---------- Ausgewählter Abschnitt ----------

1. Allgemeines zum Verkehrswert, zur Bewertung und zum Bewertungszeitpunkt
a) Verkehrswert und die Bewertung nach dem Ertragswert bei Landgütern
Rz. 94
Für die Bewertung des verschenkten Gegenstandes gelten zunächst die allgemeinen Grundsätze wie beim ordentlichen Pflichtteilsanspruch. Demnach ist grundsätzlich der Verkehrswert anzusetzen (§ 2311 BGB; siehe auch § 5 Rdn 60, 90 ff.).
Rz. 95
Bei der Übergabe eines Landguts (landwirtschaftlichen Anwesens) ist aber auch hier § 2312 BGB anwendbar, was zur Bewertung nach dem regelmäßig viel niedrigeren Ertragswert führt. Die erforderlichen Voraussetzungen des § 2312 BGB müssen jedoch im Erbfall vorliegen; auf die Eigenschaft im Zeitpunkt der Schenkung solle es nicht ankommen. Die Bewertung zum Ertragswert ist also nicht möglich, wenn zwar im Zeitpunkt der Übergabe der landwirtschaftliche Betrieb noch selbst bewirtschaftet, dann aber vor dem Erbfall aufgegeben wurde. Desgleichen kommt das Ertragswertprivileg nicht zur Anwendung, wenn nur die Zuwendung eines Miteigentumsanteils an einem Landgut oder die Übergabe an mehrere Erwerber als Bruchteilseigentümer erfolgte (siehe näher § 5 Rdn 232 ff.).
Rz. 96
Während sonst für die Bewertung im Rahmen des ordentlichen Pflichtteilsanspruchs der Erbfall (§ 2311 Abs. 1 S. 1 BGB) maßgebend ist, bei der Anrechnung und Ausgleichung der Zeitpunkt der Zuwendung (§§ 2315 Abs. 2, 2316, 2055 Abs. 2 BGB), ist hinsichtlich des Bewertungsstichtags beim Pflichtteilsergänzungsanspruch nach dem Schenkungsobjekt zu differenzieren.

---------- Bereitgestelltes Material ----------

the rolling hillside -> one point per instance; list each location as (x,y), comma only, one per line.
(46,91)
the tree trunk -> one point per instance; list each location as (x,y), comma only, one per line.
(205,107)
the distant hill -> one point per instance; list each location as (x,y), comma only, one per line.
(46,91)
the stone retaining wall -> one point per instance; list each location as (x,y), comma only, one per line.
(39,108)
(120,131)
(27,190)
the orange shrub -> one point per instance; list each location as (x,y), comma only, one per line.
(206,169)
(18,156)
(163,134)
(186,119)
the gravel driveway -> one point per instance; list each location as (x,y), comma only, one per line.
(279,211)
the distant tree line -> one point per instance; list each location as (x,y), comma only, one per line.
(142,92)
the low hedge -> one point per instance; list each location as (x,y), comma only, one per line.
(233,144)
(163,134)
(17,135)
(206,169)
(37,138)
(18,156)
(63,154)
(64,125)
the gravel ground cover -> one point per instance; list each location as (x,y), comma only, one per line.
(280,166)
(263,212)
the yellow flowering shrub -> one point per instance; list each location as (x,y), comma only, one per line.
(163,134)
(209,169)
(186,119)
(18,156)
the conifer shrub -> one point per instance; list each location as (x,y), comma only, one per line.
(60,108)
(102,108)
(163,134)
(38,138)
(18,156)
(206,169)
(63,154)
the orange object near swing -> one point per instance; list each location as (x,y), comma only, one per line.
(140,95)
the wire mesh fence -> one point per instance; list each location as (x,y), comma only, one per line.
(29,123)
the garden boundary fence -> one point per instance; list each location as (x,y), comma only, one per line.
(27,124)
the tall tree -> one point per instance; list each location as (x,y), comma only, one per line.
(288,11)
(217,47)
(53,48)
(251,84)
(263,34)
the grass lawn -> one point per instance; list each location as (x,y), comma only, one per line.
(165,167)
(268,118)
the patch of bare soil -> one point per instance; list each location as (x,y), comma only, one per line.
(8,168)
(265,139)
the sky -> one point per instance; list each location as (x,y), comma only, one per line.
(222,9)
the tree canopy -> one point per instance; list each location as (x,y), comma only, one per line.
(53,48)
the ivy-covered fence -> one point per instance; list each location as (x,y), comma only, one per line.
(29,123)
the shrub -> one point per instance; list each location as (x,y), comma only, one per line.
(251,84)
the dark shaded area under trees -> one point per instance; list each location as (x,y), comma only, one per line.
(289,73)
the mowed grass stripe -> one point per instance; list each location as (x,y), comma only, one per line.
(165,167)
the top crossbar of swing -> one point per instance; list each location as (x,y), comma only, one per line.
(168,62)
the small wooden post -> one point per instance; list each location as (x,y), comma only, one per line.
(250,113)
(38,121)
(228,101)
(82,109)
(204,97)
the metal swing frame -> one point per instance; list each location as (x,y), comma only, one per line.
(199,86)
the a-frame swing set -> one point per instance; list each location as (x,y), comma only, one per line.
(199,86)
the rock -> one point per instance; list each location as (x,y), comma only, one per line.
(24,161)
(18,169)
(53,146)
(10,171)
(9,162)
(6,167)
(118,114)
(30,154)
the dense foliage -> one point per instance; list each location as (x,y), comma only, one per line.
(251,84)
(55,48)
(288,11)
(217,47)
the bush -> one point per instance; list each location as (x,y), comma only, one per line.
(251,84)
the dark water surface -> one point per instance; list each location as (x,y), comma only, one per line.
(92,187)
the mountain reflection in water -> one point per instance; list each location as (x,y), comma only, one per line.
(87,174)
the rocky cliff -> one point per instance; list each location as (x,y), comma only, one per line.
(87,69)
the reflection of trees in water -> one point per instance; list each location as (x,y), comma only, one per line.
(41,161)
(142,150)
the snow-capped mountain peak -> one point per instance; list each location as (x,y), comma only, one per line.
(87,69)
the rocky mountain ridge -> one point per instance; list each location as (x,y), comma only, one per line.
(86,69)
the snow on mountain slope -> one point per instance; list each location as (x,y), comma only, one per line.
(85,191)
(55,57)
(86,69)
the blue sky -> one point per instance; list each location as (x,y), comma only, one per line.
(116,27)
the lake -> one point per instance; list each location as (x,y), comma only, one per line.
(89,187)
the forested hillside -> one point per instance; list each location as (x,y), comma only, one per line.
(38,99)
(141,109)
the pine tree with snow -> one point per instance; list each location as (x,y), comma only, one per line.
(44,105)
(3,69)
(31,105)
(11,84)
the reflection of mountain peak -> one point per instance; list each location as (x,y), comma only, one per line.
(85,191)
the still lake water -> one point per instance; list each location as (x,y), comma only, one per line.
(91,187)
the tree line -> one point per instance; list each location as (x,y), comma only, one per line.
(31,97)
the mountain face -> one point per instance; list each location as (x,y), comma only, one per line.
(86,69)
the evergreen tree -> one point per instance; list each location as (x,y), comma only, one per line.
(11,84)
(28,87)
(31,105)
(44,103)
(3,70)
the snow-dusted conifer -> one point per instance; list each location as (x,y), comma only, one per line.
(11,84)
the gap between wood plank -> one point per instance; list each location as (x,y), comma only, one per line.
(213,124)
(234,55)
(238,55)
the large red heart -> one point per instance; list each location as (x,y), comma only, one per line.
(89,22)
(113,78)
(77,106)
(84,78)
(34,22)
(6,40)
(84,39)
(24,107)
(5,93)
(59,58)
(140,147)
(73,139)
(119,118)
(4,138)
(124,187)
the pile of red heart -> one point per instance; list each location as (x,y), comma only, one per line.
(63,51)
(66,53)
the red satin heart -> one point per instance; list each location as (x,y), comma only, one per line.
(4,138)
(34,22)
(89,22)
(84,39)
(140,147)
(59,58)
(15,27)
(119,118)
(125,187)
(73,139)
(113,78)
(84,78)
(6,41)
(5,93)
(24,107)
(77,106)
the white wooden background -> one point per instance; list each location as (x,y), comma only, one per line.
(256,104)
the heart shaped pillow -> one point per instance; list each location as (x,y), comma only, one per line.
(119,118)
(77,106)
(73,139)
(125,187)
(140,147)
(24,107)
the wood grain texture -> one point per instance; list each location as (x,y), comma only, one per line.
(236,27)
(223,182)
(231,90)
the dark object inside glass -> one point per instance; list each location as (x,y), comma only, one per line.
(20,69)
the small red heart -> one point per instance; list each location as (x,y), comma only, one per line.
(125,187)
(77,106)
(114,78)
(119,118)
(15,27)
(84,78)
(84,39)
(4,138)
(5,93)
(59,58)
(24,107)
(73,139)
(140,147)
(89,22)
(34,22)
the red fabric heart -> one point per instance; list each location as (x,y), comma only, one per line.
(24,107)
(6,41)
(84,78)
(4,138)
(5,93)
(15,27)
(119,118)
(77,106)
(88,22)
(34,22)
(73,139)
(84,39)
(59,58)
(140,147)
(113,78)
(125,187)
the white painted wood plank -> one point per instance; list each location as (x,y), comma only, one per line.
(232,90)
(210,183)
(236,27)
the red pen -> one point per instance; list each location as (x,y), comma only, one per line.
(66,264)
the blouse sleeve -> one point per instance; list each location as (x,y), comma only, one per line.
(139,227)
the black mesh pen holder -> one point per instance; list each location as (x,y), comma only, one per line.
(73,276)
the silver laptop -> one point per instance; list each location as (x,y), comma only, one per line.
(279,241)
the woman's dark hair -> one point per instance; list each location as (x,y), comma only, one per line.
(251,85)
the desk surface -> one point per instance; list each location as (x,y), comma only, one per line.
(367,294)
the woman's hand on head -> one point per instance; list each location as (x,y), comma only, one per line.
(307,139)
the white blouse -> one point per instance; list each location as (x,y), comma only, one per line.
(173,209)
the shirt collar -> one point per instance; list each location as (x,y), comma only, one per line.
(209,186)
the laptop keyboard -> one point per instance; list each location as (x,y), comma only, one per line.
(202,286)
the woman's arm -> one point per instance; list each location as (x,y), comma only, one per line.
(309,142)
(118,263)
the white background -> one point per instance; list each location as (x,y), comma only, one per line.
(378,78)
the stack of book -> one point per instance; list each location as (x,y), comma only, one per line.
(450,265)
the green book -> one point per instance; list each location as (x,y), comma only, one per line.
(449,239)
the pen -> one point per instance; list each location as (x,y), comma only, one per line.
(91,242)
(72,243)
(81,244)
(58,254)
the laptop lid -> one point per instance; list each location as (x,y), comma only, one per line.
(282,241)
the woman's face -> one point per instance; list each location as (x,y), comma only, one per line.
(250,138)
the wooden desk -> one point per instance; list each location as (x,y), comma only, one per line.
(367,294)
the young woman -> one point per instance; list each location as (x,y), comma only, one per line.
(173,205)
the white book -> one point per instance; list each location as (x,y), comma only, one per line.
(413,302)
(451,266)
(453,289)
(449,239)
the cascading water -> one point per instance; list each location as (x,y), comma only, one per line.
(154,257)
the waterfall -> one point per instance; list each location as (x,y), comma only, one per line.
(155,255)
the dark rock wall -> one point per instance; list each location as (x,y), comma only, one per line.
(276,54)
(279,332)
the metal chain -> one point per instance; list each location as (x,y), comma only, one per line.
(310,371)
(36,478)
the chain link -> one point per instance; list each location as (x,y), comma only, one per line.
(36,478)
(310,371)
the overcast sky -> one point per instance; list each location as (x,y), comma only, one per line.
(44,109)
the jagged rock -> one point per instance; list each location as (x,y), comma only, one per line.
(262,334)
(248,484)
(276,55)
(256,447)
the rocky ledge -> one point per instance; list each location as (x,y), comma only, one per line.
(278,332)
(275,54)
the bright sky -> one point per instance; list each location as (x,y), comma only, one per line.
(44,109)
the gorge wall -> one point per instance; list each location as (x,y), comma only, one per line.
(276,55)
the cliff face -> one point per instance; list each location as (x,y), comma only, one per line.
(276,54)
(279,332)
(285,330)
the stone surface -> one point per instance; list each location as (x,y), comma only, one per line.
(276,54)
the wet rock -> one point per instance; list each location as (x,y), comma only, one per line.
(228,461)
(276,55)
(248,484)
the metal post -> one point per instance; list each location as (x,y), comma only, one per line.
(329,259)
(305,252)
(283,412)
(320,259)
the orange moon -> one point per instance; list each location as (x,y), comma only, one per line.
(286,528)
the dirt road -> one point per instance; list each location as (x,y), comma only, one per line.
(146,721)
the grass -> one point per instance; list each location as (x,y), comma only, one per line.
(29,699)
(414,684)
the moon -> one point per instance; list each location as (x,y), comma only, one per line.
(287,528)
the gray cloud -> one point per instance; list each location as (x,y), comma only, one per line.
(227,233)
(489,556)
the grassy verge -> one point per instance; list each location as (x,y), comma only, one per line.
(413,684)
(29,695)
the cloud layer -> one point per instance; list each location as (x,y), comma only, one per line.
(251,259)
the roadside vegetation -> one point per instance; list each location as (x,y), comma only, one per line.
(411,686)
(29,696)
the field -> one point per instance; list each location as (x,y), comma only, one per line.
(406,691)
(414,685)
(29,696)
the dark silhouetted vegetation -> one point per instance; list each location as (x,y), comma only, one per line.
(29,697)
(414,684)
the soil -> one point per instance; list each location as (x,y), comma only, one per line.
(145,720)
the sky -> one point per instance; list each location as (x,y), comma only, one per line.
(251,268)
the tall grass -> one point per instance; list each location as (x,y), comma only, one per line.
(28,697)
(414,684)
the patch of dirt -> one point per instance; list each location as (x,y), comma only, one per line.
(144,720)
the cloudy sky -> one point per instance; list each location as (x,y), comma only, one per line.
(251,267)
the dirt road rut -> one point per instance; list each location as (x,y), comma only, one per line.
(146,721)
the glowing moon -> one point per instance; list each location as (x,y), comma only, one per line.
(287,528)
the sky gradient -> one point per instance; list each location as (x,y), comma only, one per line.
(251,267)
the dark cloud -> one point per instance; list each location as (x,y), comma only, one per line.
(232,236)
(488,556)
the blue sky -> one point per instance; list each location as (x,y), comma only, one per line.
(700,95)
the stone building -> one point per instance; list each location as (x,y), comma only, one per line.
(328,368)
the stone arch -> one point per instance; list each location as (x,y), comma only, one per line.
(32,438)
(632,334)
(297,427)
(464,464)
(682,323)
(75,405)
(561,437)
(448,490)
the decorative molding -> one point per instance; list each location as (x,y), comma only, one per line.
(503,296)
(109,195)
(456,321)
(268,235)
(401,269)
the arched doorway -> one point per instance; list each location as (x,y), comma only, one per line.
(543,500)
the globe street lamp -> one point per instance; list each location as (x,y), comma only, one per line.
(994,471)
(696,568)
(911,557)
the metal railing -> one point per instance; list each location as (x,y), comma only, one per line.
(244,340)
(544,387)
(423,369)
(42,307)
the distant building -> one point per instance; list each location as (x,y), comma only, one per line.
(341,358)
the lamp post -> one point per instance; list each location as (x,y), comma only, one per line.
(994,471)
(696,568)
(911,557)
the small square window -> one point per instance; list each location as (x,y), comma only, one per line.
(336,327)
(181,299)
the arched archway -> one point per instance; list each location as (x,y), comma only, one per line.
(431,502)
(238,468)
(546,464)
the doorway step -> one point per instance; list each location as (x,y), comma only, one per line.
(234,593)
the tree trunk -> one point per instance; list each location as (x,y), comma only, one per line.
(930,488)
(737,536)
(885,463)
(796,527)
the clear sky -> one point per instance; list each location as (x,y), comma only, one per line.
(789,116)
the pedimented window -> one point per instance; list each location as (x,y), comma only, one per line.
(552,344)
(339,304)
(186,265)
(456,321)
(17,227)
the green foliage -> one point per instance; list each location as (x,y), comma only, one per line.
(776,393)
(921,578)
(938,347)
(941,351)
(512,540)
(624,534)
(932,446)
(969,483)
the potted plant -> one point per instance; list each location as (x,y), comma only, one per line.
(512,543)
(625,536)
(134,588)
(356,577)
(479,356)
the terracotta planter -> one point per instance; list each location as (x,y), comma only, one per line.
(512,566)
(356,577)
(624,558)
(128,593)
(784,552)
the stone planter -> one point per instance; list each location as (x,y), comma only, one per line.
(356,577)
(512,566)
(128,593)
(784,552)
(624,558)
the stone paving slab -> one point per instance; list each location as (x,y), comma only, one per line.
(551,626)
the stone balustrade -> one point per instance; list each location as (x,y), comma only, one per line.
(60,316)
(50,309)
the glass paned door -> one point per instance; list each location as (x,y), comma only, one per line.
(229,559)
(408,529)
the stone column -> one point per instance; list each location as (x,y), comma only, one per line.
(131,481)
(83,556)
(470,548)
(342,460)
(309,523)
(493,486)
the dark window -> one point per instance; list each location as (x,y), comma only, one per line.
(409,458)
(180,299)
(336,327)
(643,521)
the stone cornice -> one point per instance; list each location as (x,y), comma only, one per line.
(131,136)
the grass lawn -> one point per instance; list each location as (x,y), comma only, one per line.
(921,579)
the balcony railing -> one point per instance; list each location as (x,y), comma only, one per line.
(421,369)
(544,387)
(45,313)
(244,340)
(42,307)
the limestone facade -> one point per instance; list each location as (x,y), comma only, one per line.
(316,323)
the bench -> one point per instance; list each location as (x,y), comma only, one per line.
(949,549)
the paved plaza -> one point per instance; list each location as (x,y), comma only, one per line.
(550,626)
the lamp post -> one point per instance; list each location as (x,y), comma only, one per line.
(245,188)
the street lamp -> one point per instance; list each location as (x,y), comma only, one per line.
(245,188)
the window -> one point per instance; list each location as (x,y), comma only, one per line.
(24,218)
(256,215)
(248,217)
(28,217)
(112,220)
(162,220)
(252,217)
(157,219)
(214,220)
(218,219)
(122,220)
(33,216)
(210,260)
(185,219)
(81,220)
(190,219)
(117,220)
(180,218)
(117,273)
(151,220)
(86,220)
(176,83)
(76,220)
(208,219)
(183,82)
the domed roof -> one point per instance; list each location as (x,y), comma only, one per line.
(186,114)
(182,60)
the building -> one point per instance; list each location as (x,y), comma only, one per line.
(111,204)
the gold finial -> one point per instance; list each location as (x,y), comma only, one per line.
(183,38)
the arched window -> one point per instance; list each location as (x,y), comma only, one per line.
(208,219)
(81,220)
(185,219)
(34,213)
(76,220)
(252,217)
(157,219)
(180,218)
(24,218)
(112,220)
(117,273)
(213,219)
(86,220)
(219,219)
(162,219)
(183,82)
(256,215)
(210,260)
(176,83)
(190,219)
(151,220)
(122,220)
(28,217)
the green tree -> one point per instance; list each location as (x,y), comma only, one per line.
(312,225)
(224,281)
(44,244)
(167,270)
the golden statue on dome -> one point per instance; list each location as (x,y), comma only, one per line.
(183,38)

----------

• Gestellte Aufgabe 1
Warum kann ein Landgut laut dem ausgewählten Abschnitt nicht zum Ertragswert bewertet werden, wenn der Betrieb bei der Übergabe noch selbst bewirtschaftet, vor dem Erbfall aber aufgegeben wurde? Antworte in ein bis drei Sätzen.
• Gestellte Aufgabe 2
Übernimm aus dem ausgewählten Abschnitt wortgetreu alles von „1. Allgemeines zum“ bis hinunter zu „60, 90 ff.).“.

• Fertige Antwort 1
Die Voraussetzungen des § 2312 BGB müssen im Erbfall vorliegen, während es auf die Eigenschaft im Zeitpunkt der Schenkung nicht ankommen soll. Wurde der Betrieb vor dem Erbfall aufgegeben, fehlen diese Voraussetzungen zum maßgeblichen Zeitpunkt.

• Fertige Antwort 2
1. Allgemeines zum Verkehrswert, zur Bewertung und zum Bewertungszeitpunkt
a) Verkehrswert und die Bewertung nach dem Ertragswert bei Landgütern
Rz. 94
Für die Bewertung des verschenkten Gegenstandes gelten zunächst die allgemeinen Grundsätze wie beim ordentlichen Pflichtteilsanspruch. Demnach ist grundsätzlich der Verkehrswert anzusetzen (§ 2311 BGB; siehe auch § 5 Rdn 60, 90 ff.).